Count how many lines in the data hold "green". Only the number.

------ Records shown

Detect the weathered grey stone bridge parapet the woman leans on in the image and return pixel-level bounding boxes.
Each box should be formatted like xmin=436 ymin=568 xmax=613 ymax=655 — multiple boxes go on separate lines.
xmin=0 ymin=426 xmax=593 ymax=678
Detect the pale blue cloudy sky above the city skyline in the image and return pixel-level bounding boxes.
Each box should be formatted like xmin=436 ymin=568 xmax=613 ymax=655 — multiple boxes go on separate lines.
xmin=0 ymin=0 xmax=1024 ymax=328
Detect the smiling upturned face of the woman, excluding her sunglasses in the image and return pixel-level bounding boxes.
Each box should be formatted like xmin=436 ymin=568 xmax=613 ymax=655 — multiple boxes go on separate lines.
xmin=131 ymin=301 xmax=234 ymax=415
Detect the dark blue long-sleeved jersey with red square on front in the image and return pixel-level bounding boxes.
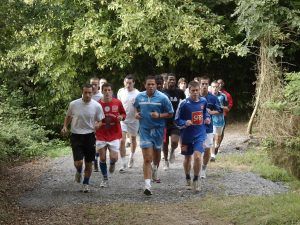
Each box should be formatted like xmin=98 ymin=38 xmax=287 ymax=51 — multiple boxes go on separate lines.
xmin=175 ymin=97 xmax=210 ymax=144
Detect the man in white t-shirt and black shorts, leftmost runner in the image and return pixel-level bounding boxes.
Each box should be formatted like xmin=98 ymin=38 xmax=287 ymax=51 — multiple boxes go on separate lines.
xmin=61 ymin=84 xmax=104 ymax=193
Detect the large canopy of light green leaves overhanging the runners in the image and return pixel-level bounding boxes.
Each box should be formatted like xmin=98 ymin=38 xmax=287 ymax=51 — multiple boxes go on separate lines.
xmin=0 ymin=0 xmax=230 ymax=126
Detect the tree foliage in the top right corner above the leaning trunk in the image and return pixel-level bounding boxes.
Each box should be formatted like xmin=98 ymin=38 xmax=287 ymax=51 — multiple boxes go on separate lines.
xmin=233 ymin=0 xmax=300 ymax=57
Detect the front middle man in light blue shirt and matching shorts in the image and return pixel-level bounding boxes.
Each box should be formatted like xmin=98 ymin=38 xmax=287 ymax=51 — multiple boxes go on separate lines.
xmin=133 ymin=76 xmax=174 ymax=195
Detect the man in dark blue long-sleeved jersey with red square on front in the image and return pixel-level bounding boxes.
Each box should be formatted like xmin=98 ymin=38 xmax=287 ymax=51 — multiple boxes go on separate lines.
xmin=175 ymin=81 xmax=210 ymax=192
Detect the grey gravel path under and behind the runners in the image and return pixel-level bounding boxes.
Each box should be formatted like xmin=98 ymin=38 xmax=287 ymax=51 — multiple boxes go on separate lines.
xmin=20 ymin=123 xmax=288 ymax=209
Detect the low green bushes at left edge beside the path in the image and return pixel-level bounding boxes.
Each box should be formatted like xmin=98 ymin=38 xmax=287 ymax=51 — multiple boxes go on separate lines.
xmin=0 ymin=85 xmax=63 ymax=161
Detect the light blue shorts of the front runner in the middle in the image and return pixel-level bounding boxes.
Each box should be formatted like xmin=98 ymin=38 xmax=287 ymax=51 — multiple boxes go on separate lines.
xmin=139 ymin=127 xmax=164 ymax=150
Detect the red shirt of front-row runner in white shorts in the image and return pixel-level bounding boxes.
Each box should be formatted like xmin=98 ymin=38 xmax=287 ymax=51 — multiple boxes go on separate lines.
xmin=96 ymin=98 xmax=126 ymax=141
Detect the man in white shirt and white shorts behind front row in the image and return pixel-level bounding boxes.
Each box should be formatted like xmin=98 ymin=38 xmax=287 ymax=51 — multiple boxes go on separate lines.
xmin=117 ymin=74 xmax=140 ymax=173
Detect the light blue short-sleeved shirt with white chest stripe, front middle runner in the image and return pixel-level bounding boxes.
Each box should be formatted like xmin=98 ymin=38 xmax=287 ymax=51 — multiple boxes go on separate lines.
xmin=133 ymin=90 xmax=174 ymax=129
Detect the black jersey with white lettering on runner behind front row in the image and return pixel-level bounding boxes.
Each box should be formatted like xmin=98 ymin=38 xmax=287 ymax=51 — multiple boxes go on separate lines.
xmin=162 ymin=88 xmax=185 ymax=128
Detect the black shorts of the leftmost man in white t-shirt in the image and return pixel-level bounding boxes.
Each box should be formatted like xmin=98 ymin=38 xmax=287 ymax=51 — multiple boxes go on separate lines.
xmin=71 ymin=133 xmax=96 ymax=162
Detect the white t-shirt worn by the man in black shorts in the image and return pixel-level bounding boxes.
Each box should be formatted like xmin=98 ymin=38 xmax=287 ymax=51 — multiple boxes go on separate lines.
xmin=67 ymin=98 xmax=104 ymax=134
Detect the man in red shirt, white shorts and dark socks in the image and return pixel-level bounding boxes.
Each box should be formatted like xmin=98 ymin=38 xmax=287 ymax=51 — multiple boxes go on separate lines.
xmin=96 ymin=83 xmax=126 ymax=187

------------
------ Records shown

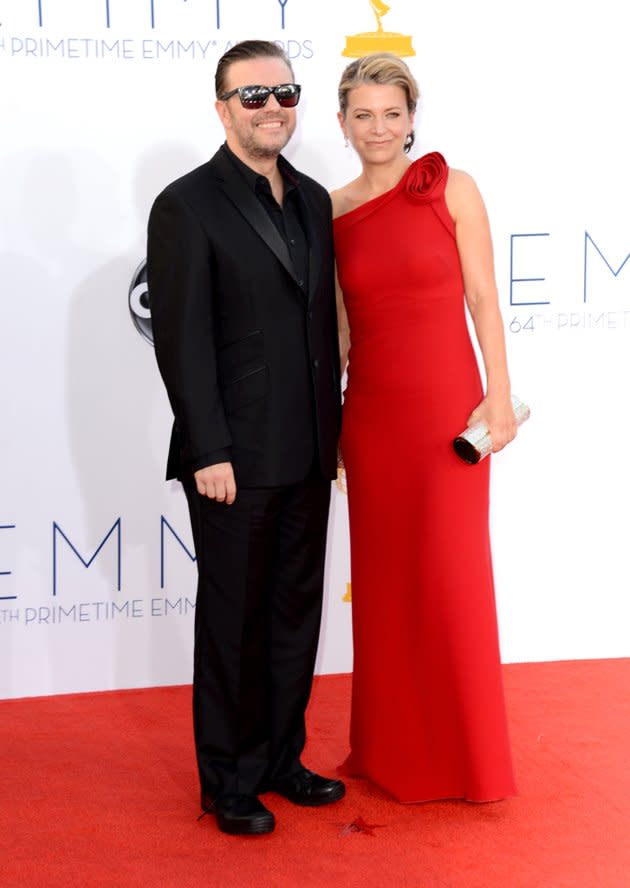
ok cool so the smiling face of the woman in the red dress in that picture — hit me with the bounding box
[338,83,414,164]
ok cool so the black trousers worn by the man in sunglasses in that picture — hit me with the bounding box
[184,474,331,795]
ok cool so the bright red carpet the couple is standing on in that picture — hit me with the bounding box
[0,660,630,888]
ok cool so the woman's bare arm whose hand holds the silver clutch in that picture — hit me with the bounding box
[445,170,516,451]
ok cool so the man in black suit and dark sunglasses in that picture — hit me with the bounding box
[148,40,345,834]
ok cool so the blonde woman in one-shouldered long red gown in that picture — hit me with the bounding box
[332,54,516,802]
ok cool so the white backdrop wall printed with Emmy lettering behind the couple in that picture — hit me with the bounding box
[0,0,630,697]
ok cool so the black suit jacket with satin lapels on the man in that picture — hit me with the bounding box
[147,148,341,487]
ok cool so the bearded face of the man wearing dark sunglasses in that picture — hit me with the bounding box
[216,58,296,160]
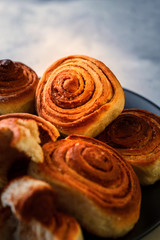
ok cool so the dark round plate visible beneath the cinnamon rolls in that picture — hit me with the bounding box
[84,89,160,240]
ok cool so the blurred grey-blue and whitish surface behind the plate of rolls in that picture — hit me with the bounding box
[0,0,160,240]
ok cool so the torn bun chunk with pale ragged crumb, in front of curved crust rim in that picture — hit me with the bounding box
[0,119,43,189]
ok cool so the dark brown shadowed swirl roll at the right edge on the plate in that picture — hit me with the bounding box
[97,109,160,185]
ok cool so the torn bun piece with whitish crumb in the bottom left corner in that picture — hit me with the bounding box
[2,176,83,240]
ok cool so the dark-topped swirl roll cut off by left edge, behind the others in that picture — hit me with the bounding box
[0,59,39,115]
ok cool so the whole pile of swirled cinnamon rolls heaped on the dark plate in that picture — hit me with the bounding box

------------

_Answer to the exercise:_ 2